[EXERCISE PASSAGE]
☆ ☆ ☆ ☆ ☆

This regulatory milestone complements EBR’s FDA approval and growing U.S. commercial footprint, reinforcing the company’s global expansion ambitions TGA Priority Review for WiSE.
Financials Highlight Growing Losses and Cash Burn
Despite the encouraging commercial progress, EBR’s financial results reveal the challenges of scaling a novel medical device. The company reported a net loss of US$17.1 million for Q1 2026, a 62% increase from US$10.6 million in the same quarter last year. Operating cash outflows widened to US$20.3 million, reflecting higher personnel costs, expanded sales and marketing activities, and investments in manufacturing and clinical studies.
Gross margin stood at a modest 7.8%, buoyed by the use of previously expensed clinical trial inventory; excluding this, the margin would have been a negative 25.4%. These figures underscore the early-stage nature of the commercial rollout, with margins expected to improve organically as production scales.
Cash, cash equivalents, restricted cash, and marketable securities totaled US$30.9 million at quarter-end, down from US$54.2 million at the end of 2025. The company’s working capital remains positive at US$42.0 million, but management flagged substantial doubt about its ability to continue as a going concern beyond the next twelve months without additional capital raising. EBR is currently compliant with its debt covenants under a US$41.8 million loan facility from Runway Growth Finance Corp, due in mid-2027.
Equity Restructuring and Investor Engagement
In March, EBR implemented a 1-for-10 reverse stock split to streamline its equity structure, adjusting the CHESS Depositary Interest (CDI) conversion ratio accordingly. This move did not alter the number of CDIs held by investors but was intended to enhance trading liquidity and appeal.
Throughout Q1, EBR actively engaged with investors and the healthcare investment community, participating in major conferences including J.P. Morgan Healthcare in San Francisco and the Leerink Global Healthcare Conference in Miami. These forums provided platforms to highlight FDA approval, reimbursement progress, and early commercial traction.
Clinical and Commercial Foundations for Growth
Beyond commercial metrics, EBR continues to build clinical evidence through ongoing studies such as the WiSE-UP post-approval study and the TLC-AU feasibility study. These efforts aim to validate the safety and efficacy of the leadless WiSE CRT System, which offers a novel approach to left ventricular pacing without the complications associated with traditional leads.

☆ ☆ ☆ ☆ ☆

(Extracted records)
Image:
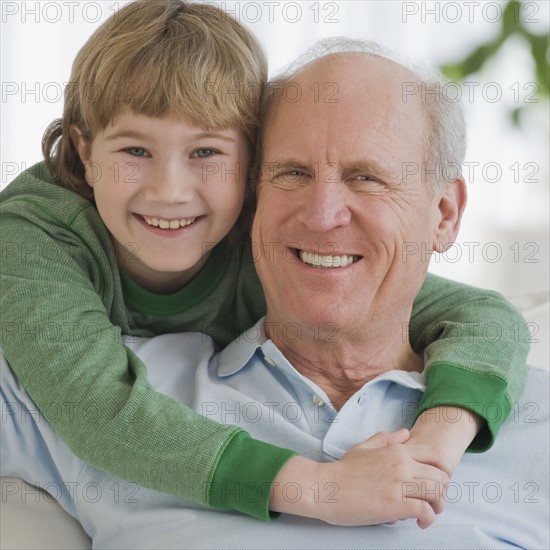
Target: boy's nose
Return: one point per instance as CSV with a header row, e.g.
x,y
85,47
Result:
x,y
171,185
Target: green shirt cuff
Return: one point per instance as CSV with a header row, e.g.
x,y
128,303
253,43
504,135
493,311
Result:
x,y
481,393
244,474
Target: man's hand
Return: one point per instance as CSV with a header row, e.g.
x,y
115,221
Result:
x,y
377,481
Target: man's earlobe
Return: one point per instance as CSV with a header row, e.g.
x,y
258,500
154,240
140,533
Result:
x,y
451,207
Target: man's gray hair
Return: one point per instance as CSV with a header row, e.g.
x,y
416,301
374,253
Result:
x,y
445,140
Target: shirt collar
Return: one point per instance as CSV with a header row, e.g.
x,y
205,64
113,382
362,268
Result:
x,y
239,352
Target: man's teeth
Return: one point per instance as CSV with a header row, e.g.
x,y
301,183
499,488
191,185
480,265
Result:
x,y
169,224
317,260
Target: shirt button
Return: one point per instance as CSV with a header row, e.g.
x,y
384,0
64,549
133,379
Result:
x,y
318,401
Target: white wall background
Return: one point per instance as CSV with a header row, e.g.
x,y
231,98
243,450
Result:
x,y
504,240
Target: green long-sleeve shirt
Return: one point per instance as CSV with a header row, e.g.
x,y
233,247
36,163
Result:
x,y
64,305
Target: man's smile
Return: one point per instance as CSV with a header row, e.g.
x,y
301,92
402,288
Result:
x,y
326,261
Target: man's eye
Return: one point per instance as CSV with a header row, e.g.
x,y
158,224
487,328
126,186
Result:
x,y
136,151
204,153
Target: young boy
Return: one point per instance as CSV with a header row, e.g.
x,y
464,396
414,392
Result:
x,y
123,231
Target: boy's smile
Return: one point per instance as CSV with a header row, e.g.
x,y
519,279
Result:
x,y
167,191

☆ ☆ ☆ ☆ ☆

[BRIEF A]
According to the text on EBR's first quarter, what would the gross margin have been without the previously expensed clinical trial inventory?
[BRIEF B]
Quote the text on EBR's first quarter, starting with "Financials Highlight Growing" and going on through "as production scales.".

[TASK RESPONSE A]
A negative 25.4%.

[TASK RESPONSE B]
Financials Highlight Growing Losses and Cash Burn
Despite the encouraging commercial progress, EBR’s financial results reveal the challenges of scaling a novel medical device. The company reported a net loss of US$17.1 million for Q1 2026, a 62% increase from US$10.6 million in the same quarter last year. Operating cash outflows widened to US$20.3 million, reflecting higher personnel costs, expanded sales and marketing activities, and investments in manufacturing and clinical studies.
Gross margin stood at a modest 7.8%, buoyed by the use of previously expensed clinical trial inventory; excluding this, the margin would have been a negative 25.4%. These figures underscore the early-stage nature of the commercial rollout, with margins expected to improve organically as production scales.